ASSIGNMENT: Could you please output all of the records exactly?
DATA SECTION Block Start
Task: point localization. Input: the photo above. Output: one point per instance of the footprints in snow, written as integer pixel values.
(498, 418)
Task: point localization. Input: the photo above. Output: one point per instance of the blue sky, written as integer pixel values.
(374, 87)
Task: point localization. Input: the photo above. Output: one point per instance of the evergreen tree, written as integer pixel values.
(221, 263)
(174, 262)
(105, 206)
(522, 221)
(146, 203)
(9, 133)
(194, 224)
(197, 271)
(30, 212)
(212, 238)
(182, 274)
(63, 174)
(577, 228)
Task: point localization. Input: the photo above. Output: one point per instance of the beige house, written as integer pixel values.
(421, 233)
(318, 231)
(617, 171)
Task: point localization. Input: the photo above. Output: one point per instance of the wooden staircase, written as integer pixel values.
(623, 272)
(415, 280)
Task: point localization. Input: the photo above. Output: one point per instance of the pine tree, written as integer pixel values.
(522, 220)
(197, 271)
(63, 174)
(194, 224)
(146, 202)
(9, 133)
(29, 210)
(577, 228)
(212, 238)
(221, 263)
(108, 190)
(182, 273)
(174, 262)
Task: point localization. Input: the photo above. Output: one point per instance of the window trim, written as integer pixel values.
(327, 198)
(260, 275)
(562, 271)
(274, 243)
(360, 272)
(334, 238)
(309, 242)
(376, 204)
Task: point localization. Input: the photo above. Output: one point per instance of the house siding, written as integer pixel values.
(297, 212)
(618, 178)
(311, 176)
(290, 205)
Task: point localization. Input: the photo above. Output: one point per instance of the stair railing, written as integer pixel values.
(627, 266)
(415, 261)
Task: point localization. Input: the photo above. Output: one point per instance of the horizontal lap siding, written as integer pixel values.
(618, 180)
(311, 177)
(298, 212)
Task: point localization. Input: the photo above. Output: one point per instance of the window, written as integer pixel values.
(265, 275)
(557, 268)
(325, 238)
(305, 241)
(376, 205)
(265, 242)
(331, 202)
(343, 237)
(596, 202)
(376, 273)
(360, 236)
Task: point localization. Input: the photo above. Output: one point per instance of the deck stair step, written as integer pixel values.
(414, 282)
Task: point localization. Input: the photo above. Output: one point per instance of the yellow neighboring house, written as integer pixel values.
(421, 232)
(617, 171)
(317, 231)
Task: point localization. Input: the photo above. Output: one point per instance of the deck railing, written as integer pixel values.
DATA SECTION Block End
SOLUTION:
Task: point localization. Input: the photo above. Output: one point per instance of the footprints in snow, written as integer pixel values.
(498, 418)
Task: point localization. Input: the photo above. Output: one point per instance of the blue sky, written as integer pixel values.
(374, 87)
Task: point localization. Input: the photo above. Output: one point per instance of the evergreen tree, written as integer pixel values.
(221, 263)
(174, 262)
(105, 206)
(522, 221)
(146, 203)
(9, 133)
(194, 224)
(197, 271)
(30, 212)
(212, 238)
(182, 274)
(63, 174)
(577, 228)
Task: point localization. Input: the photo above. Output: one point per instance of the beige house, written as integer pixel values.
(421, 233)
(318, 231)
(617, 171)
Task: point localization. Input: the photo above. Output: one point per instance of the wooden staircase, written as integer pixel values.
(623, 272)
(415, 280)
Task: point localization. Input: the photo above. Output: one point per instance of the pine tree, written as integer pixel values.
(522, 220)
(197, 271)
(63, 174)
(194, 224)
(146, 202)
(9, 133)
(29, 210)
(577, 228)
(212, 238)
(221, 263)
(108, 190)
(182, 273)
(174, 262)
Task: point localization. Input: the photo above. Output: one point per instance of the window trim, written as integer pixel values.
(327, 198)
(260, 275)
(562, 271)
(274, 243)
(360, 272)
(334, 238)
(309, 242)
(376, 204)
Task: point localization. Input: the photo above. Output: one point per instance of the house siding, written as integer pixel values.
(297, 212)
(618, 178)
(311, 176)
(290, 205)
Task: point localization. Input: the photo above. Output: one point per instance of the stair railing, written as integer pixel values.
(627, 266)
(415, 261)
Task: point localization. Input: the photo above. Output: one point per instance of the horizontal lap siding, written as integer pixel values.
(618, 180)
(311, 177)
(298, 212)
Task: point localization. Input: the photo above. Output: one point per instance of the window, written as integer pixel values.
(265, 275)
(557, 268)
(325, 238)
(305, 241)
(376, 205)
(265, 242)
(331, 202)
(343, 237)
(596, 202)
(376, 273)
(360, 236)
Task: point localization. Input: the photo above. Output: one point per instance of the deck stair step, written as integer pixel values.
(414, 282)
Task: point localization. Input: the photo above. Output: one point per instance of the yellow neighboring house, written as integer pixel values.
(421, 232)
(617, 171)
(317, 231)
Task: point localization. Input: the photo above. Output: one point per instance of the deck railing, written as integer pixel values.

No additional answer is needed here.